EXERCISE ->
Return the tail of the records exactly, starting from the line containing "Query: woman's hand" and ending with the final line.

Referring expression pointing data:
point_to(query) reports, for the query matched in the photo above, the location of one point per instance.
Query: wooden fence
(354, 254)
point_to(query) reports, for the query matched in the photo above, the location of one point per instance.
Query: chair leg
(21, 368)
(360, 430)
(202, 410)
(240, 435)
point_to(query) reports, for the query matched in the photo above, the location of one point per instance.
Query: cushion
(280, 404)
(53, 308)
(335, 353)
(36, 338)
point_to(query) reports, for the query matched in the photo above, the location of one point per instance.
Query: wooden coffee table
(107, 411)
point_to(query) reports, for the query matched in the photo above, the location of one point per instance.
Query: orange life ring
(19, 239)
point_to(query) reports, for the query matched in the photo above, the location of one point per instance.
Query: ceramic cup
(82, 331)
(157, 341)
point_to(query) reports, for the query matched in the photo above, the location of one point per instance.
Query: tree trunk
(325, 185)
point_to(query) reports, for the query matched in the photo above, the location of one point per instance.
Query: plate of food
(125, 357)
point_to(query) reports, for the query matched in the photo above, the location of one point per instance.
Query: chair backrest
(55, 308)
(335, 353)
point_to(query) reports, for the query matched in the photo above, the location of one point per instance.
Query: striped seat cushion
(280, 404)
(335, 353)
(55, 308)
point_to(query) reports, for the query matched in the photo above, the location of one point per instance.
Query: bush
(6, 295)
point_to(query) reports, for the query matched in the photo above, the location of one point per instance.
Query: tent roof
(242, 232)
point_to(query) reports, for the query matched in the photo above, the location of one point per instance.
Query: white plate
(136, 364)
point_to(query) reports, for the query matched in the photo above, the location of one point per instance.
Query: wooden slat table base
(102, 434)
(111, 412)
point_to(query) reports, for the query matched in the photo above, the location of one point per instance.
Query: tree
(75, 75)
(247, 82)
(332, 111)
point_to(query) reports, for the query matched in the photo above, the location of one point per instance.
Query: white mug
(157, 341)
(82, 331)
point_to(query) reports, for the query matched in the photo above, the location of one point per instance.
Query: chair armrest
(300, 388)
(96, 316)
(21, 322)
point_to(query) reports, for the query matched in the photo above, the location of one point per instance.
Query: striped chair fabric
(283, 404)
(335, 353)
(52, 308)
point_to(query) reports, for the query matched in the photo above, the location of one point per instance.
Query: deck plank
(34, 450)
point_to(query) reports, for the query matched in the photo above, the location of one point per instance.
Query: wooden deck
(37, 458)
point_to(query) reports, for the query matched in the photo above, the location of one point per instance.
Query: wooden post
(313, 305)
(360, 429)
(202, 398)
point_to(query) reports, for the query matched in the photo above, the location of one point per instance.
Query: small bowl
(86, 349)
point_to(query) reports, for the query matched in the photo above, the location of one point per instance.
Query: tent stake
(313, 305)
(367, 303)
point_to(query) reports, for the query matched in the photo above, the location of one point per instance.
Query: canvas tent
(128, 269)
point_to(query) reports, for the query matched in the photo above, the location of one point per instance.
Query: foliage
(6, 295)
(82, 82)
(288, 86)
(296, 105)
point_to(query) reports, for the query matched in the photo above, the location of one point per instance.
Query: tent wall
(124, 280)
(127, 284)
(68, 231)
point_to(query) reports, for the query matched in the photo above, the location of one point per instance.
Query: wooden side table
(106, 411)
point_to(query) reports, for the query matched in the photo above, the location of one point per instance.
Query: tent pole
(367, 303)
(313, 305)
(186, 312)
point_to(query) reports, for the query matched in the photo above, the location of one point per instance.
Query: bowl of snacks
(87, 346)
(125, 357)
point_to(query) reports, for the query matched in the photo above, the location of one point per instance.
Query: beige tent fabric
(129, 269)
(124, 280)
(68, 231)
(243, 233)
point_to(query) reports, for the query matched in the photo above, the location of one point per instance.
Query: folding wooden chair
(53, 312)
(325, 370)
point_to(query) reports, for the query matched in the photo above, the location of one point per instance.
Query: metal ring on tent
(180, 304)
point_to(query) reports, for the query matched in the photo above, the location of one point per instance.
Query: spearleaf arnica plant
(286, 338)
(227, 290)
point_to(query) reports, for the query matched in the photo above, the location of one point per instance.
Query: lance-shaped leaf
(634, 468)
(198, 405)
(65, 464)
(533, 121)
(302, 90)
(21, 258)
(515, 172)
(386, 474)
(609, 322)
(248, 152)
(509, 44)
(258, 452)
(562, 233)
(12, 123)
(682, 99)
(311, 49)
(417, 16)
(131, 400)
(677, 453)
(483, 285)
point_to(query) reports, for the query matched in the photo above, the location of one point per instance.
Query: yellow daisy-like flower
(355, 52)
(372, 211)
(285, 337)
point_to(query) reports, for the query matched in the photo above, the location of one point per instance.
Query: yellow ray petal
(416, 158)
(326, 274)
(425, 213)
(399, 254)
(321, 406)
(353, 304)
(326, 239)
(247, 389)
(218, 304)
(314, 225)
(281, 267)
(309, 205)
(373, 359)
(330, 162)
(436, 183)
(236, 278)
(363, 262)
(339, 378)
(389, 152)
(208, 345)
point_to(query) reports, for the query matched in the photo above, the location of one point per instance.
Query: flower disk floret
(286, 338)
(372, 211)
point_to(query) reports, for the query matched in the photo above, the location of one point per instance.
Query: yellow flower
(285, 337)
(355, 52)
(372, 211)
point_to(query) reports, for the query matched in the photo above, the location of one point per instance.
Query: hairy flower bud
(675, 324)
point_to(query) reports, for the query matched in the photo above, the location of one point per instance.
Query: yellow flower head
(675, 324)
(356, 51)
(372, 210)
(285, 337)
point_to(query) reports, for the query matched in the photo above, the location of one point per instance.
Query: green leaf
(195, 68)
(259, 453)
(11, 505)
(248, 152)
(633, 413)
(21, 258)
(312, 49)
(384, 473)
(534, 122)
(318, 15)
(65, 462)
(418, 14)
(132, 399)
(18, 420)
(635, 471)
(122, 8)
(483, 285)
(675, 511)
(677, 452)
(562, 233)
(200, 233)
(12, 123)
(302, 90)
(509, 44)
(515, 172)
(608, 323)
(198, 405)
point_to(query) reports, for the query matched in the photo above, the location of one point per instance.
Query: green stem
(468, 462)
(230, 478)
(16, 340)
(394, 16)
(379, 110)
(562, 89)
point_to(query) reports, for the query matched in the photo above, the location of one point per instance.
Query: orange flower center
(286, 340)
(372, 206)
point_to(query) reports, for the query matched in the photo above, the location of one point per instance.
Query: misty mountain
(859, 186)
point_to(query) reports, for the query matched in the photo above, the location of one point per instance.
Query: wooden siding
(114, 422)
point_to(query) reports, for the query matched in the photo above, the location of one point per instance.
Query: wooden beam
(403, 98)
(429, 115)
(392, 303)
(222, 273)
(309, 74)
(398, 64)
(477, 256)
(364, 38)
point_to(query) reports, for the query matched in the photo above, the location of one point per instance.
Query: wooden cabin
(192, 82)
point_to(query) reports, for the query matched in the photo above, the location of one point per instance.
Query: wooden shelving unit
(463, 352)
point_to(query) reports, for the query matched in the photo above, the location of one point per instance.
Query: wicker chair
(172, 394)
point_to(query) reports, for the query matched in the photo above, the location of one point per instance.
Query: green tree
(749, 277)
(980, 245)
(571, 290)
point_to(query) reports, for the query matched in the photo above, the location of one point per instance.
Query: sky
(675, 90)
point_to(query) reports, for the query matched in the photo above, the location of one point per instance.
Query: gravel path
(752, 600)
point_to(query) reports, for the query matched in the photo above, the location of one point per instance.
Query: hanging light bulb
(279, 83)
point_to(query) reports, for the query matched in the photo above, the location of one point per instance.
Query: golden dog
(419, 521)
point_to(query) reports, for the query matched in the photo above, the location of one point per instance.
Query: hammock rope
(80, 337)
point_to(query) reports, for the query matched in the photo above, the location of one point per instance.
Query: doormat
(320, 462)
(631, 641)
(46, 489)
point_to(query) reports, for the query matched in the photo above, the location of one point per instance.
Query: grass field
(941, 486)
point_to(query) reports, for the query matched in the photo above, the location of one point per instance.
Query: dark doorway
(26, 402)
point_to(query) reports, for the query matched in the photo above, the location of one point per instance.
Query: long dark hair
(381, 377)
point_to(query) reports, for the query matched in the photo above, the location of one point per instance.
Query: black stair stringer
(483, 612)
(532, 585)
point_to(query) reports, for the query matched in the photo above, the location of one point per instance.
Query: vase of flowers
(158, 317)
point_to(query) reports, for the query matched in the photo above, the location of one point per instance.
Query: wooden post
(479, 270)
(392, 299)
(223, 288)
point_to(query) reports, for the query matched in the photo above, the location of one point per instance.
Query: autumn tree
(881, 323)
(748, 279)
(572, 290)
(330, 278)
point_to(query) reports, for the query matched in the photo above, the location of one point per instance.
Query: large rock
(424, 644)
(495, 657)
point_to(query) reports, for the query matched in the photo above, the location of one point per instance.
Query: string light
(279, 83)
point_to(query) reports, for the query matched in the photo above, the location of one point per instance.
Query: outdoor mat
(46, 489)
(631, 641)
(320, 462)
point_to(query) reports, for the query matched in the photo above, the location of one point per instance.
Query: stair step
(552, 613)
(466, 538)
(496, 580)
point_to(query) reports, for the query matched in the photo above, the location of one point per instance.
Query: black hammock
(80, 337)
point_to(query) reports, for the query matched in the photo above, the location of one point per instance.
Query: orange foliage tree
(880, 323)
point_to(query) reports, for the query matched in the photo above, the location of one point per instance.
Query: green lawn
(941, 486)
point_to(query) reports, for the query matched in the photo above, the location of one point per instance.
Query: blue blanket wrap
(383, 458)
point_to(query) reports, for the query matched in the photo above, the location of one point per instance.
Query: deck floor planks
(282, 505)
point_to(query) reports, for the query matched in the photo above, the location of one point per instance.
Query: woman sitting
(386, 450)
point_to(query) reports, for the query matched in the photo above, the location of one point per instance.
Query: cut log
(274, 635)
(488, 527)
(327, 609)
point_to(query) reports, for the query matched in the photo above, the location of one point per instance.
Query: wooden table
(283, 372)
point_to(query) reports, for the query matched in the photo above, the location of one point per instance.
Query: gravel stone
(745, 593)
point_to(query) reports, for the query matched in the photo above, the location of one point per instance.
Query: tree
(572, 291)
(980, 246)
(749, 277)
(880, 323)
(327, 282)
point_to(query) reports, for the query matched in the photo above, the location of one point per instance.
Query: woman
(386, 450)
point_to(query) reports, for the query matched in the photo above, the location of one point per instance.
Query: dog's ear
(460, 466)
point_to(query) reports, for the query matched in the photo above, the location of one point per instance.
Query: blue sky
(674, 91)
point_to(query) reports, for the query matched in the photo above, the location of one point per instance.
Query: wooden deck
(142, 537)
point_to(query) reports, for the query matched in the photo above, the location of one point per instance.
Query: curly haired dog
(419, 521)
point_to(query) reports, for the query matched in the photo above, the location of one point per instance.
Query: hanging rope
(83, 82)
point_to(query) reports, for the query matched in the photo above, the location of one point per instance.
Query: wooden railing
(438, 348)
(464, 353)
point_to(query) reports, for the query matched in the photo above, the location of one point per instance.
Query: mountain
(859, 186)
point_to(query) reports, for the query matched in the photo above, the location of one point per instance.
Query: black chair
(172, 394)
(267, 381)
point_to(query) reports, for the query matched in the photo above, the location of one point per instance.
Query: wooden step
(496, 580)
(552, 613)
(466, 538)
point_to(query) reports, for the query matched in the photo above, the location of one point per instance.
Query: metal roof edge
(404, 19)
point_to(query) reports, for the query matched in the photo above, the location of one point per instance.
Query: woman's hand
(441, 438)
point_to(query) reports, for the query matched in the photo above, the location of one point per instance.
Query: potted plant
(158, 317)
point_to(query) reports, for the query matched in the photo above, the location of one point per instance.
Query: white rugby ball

ANSWER SPACE ->
Query: woman's hand
(441, 438)
point_to(query) reports, for the query matched in the photo above, the location of one point per instance.
Query: potted plant
(158, 317)
point_to(query) reports, for the query matched in the photo above, the location of one point per instance.
Query: white rugby ball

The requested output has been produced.